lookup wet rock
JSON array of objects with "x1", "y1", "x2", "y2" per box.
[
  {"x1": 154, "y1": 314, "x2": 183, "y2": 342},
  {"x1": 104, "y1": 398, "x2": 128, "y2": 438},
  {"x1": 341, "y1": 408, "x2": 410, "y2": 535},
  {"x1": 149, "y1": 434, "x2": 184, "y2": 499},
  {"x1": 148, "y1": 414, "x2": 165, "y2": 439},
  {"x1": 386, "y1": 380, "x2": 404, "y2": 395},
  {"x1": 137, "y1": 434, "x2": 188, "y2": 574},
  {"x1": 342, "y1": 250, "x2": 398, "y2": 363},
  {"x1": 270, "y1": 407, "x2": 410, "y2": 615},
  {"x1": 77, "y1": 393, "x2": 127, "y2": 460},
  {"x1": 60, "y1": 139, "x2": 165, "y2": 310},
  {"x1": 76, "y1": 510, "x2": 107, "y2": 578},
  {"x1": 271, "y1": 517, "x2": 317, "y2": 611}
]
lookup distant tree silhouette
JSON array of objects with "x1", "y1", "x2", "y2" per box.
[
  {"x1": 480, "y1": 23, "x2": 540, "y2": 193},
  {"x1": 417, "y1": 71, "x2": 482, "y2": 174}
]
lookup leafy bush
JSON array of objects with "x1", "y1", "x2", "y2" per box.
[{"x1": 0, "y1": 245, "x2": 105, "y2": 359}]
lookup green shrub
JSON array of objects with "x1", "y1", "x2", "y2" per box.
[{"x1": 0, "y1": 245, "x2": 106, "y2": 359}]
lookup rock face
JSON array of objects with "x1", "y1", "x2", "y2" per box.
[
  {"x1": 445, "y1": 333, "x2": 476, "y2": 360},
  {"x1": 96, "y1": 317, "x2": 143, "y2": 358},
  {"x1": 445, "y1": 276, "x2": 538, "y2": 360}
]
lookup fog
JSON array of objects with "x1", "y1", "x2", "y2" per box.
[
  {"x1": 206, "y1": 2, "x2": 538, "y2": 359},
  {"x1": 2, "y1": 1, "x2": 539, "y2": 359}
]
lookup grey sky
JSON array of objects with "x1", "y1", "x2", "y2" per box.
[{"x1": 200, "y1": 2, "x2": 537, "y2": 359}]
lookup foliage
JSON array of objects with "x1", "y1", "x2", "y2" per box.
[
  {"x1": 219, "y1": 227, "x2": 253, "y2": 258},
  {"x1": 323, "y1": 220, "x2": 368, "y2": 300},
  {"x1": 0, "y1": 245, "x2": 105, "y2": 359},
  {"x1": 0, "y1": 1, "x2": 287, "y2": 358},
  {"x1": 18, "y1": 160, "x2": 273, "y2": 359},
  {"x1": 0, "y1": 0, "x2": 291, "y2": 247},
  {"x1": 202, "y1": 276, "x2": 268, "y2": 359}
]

==========

**DIRECTIONS:** A complete, exact copy of the material above is the expected answer.

**COMPLETED EXERCISE:**
lookup wet rock
JSON array of objects with "x1", "y1", "x2", "y2" per box.
[
  {"x1": 154, "y1": 314, "x2": 183, "y2": 342},
  {"x1": 104, "y1": 398, "x2": 128, "y2": 438},
  {"x1": 341, "y1": 408, "x2": 410, "y2": 535},
  {"x1": 149, "y1": 434, "x2": 184, "y2": 499},
  {"x1": 148, "y1": 414, "x2": 165, "y2": 439},
  {"x1": 386, "y1": 380, "x2": 404, "y2": 395},
  {"x1": 137, "y1": 434, "x2": 188, "y2": 574},
  {"x1": 342, "y1": 250, "x2": 398, "y2": 363},
  {"x1": 270, "y1": 407, "x2": 410, "y2": 615},
  {"x1": 77, "y1": 393, "x2": 127, "y2": 460},
  {"x1": 60, "y1": 139, "x2": 165, "y2": 310},
  {"x1": 76, "y1": 510, "x2": 107, "y2": 578},
  {"x1": 271, "y1": 517, "x2": 317, "y2": 611}
]
lookup distant tree silhouette
JSON array of objects with "x1", "y1", "x2", "y2" per box.
[
  {"x1": 480, "y1": 23, "x2": 540, "y2": 193},
  {"x1": 417, "y1": 71, "x2": 482, "y2": 174}
]
lookup leafy bush
JSON array of objects with "x1", "y1", "x2", "y2" per box.
[{"x1": 0, "y1": 245, "x2": 105, "y2": 359}]
lookup green shrub
JSON array of objects with "x1", "y1", "x2", "y2" per box.
[{"x1": 0, "y1": 245, "x2": 106, "y2": 359}]
lookup rock face
JSON array of objects with "x1", "y1", "x2", "y2" per box.
[
  {"x1": 445, "y1": 333, "x2": 476, "y2": 360},
  {"x1": 96, "y1": 317, "x2": 143, "y2": 358},
  {"x1": 445, "y1": 276, "x2": 538, "y2": 360}
]
lookup fog
JSON array of objects with "x1", "y1", "x2", "y2" per box.
[
  {"x1": 206, "y1": 2, "x2": 538, "y2": 359},
  {"x1": 2, "y1": 1, "x2": 539, "y2": 359}
]
lookup grey sky
JSON array of objects with "x1", "y1", "x2", "y2" per box.
[{"x1": 200, "y1": 2, "x2": 537, "y2": 359}]
lookup foliage
JSON array of objects with "x1", "y1", "x2", "y2" per box.
[
  {"x1": 219, "y1": 227, "x2": 253, "y2": 258},
  {"x1": 323, "y1": 220, "x2": 368, "y2": 300},
  {"x1": 0, "y1": 245, "x2": 105, "y2": 359},
  {"x1": 0, "y1": 1, "x2": 287, "y2": 358},
  {"x1": 18, "y1": 160, "x2": 273, "y2": 359},
  {"x1": 0, "y1": 0, "x2": 291, "y2": 247},
  {"x1": 202, "y1": 276, "x2": 268, "y2": 359}
]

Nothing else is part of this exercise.